**Selection**
--- Start ---

Considering what the future held, did Noel ever create songs for the Kippax to serenade the team?

“No,” he laughs. “I did start a song in the Kippax once when I’d had a drink, probably something like, ‘Everywhere we go…’ or similar and everyone joined in. I thought, ‘This is brilliant! So maybe the first seeds of my song-writing career were sewn at the back of the Kippax because I did get a taste for the sing-along after that.”

Whether swaying on the Kippax back in the seventies did inspire Noel or not, his own path to stardom began when he decided to teach himself how to play the guitar and he would later join Liam’s band The Rain after his experiences with another local band who maintain a cult status in the north-west.

“We started off Oasis in 1991 and before that I’d been a roadie with the Inspiral Carpets,” he says. “I think Graham Lambert was an Oldham fan, as most of the band was. Clint Boon wasn’t that bothered as I recall, but I always think of Oldham fans as virtually City fans anyway – I don’t think I’ve ever met an Oldham fan who didn’t say, ‘Well, I’m really a Blue anyway, I just live too far from the ground.’

“When I first met them I think we were in the First Division, but of course, were up and down all the time, but whenever we played Oldham, we always used to get beat by them at home – without fail.”

Considering the Lennon/McCartney hero worship, did Noel ever contemplate becoming a Liverpool fan as a kid?

“Actually,” he says, “my dad used to work in Liverpool for a time and he occasionally went to Anfield as well. I’ve got a lot of mates who are Liverpool fans and I love scousers, but I have to say Liverpool FC get on my nerves, particularly over the past 10 years.

“They’ve spent fortunes during that time, but only ever had two good players in Jamie Carragher and Steven Gerrard – now they’ve got three with Fernando Torres and it looks like they are going to win the league.

“I think the dislike probably all stems from the seventies and eighties when Liverpool used to come to Maine Road and, they wouldn’t just beat us 1-0 or 2-0 – it was 4-0 every time – they always hammered us at home.

“Funnily enough, I was out in Ibiza a few years ago and I met Kenny Dalglish’s son, Paul and I said ‘Your dad’s a legend, mate,’ so he told me to hang on while he got him on the phone for me. Paul called up his dad and I was on his mobile to Kenny for ages.

“I told him I used to dread his name being read out before the match and Kenny told me Liverpool used to love playing at Maine Road because the pitch was massive and it was one of the best stadiums around. The atmosphere was always great, the fans were fantastic and he said it was a shame it’s not there any more because it was a great place to go and play football.

“I told him that that was all well and good but it wasn’t any fun for City fans, especially when our own team never quite mastered playing on that pitch!”

Ironically, it would be Liverpool who relegated City just after Oasis had played their sell-out concerts at Maine Road in 1996.

At that time, the club and the band were happy to cross promote each other with each happy to declare their admiration for the other. Photo opportunities, concerts, clothing – for a time, music and football merged and with Oasis on the verge of world domination, it was a marriage of convenience for all parties.

--- End ---

**What to do**
(a) Reproduce the interview word for word from "Considering the Lennon/McCartney" to "us at home.".
(b) According to the interview, what was Noel's job before he started Oasis in 1991?

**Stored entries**
--- Start ---

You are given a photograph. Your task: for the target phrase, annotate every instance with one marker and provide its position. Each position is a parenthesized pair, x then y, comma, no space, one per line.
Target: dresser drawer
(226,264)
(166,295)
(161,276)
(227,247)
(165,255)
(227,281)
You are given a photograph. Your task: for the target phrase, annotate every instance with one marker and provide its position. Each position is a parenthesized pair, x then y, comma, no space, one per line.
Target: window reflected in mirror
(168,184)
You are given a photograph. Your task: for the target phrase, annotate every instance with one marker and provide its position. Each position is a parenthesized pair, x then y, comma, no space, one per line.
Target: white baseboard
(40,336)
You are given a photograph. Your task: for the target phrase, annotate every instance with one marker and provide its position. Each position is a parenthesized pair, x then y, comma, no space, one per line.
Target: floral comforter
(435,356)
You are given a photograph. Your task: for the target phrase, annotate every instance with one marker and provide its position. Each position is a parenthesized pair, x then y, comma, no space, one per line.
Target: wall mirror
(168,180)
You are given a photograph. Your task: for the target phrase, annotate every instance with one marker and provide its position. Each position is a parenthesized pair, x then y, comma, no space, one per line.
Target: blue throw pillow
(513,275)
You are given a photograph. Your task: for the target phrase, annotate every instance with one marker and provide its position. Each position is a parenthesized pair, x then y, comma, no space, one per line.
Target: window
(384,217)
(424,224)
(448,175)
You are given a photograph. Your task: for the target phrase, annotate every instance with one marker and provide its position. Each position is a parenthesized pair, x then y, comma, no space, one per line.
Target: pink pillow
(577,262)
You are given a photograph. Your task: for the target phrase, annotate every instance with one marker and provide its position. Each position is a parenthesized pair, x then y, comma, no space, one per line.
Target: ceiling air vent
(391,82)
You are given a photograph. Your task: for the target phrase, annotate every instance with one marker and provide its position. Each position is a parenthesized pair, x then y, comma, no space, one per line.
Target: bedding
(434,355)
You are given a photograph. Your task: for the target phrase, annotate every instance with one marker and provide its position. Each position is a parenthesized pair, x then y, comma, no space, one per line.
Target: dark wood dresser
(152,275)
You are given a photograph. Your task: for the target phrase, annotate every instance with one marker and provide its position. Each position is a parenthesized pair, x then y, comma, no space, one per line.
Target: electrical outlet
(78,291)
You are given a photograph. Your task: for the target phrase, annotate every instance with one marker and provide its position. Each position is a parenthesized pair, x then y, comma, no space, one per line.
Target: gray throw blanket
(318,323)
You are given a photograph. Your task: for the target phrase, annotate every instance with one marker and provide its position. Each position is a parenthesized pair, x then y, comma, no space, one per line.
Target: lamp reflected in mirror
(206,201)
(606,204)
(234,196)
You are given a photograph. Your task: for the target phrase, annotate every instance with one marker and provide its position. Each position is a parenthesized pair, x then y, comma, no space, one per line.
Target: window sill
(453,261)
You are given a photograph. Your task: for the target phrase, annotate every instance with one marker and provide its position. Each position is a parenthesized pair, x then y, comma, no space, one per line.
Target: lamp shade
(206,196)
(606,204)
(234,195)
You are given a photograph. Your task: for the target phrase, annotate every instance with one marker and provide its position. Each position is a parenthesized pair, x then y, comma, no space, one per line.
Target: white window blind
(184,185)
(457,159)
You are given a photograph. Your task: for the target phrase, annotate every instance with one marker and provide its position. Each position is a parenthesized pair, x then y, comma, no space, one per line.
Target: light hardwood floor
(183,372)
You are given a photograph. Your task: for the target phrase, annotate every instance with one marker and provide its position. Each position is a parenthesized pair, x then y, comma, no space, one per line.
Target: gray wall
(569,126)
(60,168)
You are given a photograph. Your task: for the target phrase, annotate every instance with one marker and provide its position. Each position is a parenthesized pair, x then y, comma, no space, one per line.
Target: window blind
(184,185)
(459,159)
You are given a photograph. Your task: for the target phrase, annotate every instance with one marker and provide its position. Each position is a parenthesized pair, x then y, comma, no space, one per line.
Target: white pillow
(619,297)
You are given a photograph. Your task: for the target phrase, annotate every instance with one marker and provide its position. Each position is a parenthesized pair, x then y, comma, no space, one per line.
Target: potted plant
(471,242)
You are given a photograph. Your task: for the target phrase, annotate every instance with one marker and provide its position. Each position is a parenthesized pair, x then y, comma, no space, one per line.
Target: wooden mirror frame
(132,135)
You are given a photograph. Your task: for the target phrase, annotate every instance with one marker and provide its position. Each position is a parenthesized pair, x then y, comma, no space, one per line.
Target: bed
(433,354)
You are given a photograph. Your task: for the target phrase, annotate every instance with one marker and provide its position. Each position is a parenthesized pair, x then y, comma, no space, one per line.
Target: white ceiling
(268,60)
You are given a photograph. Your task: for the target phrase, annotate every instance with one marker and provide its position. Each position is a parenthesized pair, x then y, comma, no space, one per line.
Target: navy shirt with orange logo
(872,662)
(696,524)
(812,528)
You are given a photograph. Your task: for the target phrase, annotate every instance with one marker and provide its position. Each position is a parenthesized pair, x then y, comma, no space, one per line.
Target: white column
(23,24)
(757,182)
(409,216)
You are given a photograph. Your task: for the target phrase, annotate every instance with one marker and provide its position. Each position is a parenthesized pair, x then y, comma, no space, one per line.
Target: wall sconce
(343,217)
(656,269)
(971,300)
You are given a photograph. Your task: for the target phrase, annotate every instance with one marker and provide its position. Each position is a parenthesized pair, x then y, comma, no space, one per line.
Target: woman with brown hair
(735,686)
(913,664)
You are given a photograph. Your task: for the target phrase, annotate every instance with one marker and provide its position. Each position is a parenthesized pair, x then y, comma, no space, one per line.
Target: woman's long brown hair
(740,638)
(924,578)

--- End ---

**Task solutions**
(a)
Considering the Lennon/McCartney hero worship, did Noel ever contemplate becoming a Liverpool fan as a kid?

“Actually,” he says, “my dad used to work in Liverpool for a time and he occasionally went to Anfield as well. I’ve got a lot of mates who are Liverpool fans and I love scousers, but I have to say Liverpool FC get on my nerves, particularly over the past 10 years.

“They’ve spent fortunes during that time, but only ever had two good players in Jamie Carragher and Steven Gerrard – now they’ve got three with Fernando Torres and it looks like they are going to win the league.

“I think the dislike probably all stems from the seventies and eighties when Liverpool used to come to Maine Road and, they wouldn’t just beat us 1-0 or 2-0 – it was 4-0 every time – they always hammered us at home.

(b) He was a roadie with the Inspiral Carpets.